Task brief
The output should be the line containing "# point at: car windscreen" and every later line of the records, exactly as written, and nothing else.

Segment Start: Supplied data

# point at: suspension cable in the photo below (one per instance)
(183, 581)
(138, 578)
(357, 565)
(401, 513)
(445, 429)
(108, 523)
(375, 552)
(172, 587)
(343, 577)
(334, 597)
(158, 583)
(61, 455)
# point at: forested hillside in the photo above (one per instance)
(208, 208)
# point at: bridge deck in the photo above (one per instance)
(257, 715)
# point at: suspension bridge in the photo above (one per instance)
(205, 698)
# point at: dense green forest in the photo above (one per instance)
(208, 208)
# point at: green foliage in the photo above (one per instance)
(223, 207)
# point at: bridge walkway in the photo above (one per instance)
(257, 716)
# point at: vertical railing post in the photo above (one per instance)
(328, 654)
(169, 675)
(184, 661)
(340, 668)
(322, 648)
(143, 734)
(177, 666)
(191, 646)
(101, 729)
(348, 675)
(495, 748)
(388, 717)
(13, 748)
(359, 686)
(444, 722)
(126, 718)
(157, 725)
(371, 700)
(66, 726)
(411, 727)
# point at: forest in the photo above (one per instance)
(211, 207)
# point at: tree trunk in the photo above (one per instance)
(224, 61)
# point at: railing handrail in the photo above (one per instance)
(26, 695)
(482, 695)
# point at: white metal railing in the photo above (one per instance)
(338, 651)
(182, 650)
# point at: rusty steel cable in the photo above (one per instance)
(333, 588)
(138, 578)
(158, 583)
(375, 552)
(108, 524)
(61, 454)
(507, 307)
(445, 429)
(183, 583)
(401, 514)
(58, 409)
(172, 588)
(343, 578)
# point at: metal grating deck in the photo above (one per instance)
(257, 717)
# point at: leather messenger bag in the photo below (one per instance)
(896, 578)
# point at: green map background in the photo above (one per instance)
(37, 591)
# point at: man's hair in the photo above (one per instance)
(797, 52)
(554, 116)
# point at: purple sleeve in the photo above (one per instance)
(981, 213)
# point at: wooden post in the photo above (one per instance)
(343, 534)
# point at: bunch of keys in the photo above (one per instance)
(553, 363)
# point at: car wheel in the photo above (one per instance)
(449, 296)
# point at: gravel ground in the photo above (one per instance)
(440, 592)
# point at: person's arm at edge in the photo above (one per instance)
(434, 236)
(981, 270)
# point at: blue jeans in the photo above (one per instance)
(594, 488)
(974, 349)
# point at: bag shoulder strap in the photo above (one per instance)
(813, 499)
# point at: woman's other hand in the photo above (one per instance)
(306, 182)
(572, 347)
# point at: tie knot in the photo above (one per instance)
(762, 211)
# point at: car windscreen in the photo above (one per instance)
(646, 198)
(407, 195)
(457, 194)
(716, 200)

Segment End: Supplied data

Written response
# point at: car windscreen in the photo above (one per instance)
(646, 198)
(407, 195)
(457, 194)
(716, 200)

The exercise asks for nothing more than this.